»»
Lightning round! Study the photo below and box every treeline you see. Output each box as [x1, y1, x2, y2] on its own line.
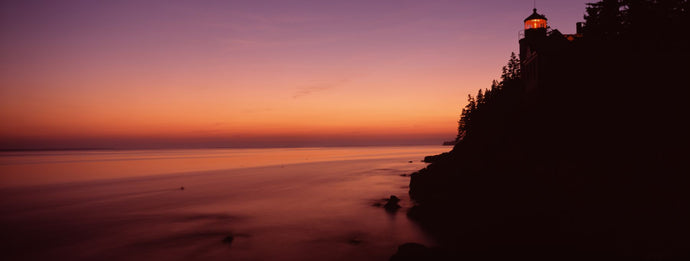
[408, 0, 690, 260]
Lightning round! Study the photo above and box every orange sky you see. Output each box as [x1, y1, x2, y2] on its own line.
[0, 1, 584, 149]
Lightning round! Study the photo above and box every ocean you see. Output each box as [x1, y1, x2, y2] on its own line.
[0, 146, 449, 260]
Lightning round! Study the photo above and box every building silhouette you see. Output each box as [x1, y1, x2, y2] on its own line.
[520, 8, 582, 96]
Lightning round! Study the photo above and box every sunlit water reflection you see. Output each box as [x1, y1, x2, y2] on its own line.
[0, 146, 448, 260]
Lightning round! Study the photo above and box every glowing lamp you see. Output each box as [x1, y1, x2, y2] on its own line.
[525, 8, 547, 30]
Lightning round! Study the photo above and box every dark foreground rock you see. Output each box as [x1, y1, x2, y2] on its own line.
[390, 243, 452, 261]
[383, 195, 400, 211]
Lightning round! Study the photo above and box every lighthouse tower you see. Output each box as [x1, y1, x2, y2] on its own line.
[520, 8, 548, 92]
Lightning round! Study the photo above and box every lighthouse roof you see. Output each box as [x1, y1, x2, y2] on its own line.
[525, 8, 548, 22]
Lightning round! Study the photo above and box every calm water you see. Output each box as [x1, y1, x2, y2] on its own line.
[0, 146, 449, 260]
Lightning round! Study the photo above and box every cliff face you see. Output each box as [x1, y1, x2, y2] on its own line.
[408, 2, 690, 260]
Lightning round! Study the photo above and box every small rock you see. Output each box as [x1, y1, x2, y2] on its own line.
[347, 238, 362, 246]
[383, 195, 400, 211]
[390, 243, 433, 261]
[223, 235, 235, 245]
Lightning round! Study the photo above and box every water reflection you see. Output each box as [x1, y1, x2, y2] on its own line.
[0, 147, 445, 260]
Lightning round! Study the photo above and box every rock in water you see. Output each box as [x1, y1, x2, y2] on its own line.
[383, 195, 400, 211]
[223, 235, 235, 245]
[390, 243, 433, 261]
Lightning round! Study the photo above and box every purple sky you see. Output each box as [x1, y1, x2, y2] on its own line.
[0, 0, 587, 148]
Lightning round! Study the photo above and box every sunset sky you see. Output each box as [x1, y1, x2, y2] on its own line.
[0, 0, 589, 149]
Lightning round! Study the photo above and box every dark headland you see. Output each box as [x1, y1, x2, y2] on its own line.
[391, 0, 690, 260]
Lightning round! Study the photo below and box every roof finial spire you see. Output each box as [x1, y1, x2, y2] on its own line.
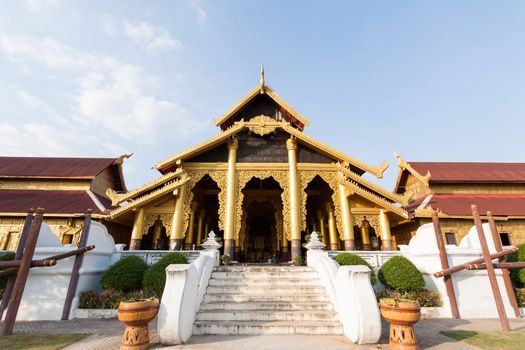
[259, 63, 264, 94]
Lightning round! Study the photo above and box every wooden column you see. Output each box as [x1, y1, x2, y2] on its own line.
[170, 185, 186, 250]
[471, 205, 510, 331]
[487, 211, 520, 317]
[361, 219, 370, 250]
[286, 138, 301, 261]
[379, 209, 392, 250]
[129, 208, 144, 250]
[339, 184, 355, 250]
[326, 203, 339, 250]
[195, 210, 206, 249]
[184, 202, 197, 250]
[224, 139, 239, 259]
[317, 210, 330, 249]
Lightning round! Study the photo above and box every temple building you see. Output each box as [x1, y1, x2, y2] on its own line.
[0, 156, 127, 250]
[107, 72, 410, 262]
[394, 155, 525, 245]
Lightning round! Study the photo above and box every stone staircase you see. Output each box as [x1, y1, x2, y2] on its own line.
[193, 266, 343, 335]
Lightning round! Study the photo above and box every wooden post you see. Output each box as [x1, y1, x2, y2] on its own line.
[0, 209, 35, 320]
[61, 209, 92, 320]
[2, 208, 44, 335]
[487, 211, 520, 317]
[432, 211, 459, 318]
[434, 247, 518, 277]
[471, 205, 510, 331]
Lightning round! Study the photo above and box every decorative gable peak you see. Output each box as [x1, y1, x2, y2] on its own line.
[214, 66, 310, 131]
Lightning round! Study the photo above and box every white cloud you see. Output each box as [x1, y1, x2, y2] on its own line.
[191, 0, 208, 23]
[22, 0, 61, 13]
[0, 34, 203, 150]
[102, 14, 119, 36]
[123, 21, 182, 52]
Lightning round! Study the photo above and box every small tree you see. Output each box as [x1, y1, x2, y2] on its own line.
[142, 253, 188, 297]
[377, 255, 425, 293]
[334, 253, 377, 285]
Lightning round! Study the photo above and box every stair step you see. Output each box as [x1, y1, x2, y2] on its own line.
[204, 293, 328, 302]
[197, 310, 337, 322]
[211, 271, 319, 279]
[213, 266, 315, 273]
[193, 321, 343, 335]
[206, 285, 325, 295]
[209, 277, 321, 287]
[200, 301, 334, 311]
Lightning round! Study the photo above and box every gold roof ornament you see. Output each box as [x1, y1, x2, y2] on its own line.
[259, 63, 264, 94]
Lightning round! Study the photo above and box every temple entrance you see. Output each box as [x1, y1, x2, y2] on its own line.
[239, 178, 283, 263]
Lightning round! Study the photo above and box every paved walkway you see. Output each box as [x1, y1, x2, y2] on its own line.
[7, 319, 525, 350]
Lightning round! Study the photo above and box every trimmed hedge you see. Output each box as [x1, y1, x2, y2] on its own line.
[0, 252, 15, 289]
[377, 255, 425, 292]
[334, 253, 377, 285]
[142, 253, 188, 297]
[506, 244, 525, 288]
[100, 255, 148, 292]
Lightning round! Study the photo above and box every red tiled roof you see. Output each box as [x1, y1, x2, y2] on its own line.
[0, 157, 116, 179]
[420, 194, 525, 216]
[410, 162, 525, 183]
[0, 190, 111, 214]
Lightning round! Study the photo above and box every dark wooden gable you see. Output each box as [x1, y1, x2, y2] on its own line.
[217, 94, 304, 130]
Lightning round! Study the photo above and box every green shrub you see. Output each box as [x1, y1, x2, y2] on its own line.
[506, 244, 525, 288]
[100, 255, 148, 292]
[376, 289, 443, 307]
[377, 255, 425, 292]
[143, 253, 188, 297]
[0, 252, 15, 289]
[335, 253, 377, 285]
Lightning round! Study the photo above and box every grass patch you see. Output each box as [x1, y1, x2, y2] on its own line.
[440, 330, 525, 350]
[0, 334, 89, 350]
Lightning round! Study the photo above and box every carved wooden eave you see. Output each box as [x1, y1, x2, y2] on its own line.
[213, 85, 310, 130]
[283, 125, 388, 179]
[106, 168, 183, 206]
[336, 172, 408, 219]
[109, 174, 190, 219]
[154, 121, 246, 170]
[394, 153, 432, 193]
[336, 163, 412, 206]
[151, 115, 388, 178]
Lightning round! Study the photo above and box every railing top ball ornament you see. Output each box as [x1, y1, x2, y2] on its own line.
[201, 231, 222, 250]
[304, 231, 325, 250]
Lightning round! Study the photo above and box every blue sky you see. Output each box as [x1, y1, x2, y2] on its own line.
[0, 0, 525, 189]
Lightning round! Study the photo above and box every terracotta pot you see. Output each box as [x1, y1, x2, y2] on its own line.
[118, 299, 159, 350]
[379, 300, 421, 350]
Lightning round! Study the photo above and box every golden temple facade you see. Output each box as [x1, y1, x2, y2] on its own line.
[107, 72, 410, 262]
««
»»
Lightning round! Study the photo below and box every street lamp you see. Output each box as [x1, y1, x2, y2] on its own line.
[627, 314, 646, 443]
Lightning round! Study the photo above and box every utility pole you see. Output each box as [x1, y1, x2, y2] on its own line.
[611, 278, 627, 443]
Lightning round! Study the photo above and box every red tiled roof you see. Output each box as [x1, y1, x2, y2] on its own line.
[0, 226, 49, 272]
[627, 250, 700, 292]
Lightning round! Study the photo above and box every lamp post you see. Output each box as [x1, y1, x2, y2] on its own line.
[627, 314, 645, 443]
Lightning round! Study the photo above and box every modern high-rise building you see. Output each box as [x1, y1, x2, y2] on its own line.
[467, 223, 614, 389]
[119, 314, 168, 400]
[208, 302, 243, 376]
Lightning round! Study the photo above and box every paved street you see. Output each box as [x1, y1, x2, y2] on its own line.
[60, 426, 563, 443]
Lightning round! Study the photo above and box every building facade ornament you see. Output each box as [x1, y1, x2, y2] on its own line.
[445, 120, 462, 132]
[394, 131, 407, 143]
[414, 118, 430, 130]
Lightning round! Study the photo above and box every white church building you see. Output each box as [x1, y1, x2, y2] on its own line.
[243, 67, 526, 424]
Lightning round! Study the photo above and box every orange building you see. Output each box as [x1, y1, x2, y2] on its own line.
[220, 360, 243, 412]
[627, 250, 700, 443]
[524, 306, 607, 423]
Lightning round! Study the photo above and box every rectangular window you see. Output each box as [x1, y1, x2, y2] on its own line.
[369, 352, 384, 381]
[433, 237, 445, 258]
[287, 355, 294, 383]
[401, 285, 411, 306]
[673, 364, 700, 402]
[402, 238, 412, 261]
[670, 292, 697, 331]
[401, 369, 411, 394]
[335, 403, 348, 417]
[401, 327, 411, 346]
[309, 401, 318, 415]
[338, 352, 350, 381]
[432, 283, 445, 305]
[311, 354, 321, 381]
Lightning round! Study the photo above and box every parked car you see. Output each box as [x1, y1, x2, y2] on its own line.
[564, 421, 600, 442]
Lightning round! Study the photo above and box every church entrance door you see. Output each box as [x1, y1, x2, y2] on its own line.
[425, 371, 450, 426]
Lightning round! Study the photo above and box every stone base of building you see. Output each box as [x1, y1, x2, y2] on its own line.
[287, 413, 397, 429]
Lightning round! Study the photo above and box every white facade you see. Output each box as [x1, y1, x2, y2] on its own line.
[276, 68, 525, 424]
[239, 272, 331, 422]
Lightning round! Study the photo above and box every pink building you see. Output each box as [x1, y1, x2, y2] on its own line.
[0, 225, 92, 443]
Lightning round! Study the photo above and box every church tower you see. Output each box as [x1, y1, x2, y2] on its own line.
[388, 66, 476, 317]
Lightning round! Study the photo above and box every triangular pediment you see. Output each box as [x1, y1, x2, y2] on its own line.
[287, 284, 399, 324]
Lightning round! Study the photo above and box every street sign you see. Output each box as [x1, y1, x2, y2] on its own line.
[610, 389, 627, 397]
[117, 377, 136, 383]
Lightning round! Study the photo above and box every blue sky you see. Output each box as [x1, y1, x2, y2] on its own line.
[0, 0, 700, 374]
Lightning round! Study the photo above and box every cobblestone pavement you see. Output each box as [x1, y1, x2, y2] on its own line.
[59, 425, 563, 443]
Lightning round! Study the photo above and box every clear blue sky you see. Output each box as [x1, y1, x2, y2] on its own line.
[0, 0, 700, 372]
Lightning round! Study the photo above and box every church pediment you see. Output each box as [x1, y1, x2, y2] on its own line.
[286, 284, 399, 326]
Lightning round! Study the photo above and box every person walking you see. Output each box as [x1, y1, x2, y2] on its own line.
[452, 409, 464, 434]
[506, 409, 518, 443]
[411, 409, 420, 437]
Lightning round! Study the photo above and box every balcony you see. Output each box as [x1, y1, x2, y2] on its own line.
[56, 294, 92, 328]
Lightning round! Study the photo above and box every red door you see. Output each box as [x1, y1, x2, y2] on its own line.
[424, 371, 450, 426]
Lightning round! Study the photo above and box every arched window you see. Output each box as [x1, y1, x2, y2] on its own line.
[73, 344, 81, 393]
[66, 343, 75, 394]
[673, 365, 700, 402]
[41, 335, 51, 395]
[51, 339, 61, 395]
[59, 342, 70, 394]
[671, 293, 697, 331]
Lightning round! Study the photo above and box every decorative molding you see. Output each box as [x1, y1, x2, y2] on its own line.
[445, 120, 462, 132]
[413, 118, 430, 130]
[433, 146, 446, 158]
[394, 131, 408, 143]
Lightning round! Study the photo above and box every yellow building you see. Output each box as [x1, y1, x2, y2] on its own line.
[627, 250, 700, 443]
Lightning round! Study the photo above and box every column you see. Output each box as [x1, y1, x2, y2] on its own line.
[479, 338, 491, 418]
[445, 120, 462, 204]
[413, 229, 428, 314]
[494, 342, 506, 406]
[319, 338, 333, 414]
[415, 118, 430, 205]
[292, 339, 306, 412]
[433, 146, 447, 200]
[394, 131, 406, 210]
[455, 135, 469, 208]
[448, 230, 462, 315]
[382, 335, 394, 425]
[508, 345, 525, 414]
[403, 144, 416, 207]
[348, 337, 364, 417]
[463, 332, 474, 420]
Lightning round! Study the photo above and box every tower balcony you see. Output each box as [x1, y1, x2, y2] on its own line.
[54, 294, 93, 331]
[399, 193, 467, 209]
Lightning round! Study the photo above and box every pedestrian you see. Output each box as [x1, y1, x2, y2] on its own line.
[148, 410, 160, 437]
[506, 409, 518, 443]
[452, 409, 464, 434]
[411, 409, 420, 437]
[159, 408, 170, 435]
««
»»
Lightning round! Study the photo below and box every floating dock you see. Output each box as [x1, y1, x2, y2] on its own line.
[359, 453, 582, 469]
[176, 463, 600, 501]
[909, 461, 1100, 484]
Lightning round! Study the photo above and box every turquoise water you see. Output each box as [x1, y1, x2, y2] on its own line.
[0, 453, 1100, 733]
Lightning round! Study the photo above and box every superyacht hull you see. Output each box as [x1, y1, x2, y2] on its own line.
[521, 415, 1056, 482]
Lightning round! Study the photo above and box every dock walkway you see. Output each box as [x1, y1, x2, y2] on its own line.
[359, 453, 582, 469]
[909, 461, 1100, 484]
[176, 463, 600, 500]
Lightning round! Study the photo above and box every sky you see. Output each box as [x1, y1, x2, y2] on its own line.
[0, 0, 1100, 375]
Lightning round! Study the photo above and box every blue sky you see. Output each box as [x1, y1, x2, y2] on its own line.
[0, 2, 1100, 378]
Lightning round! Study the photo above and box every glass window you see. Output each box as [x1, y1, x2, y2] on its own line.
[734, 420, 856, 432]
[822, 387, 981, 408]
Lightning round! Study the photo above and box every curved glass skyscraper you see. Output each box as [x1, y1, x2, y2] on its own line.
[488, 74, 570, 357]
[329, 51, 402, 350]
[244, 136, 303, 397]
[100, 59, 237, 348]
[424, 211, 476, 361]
««
• **Exercise details**: Show every line from the entries above that contains the word "orange", please.

• **Task response**:
Lightning round! Study the photo above and box every orange sky you see. Output each box as [x1, y1, x2, y2] on its own line.
Lightning round! Study the photo above and box every orange building you see. Output each box as [x1, y1, x2, y2] on its own line.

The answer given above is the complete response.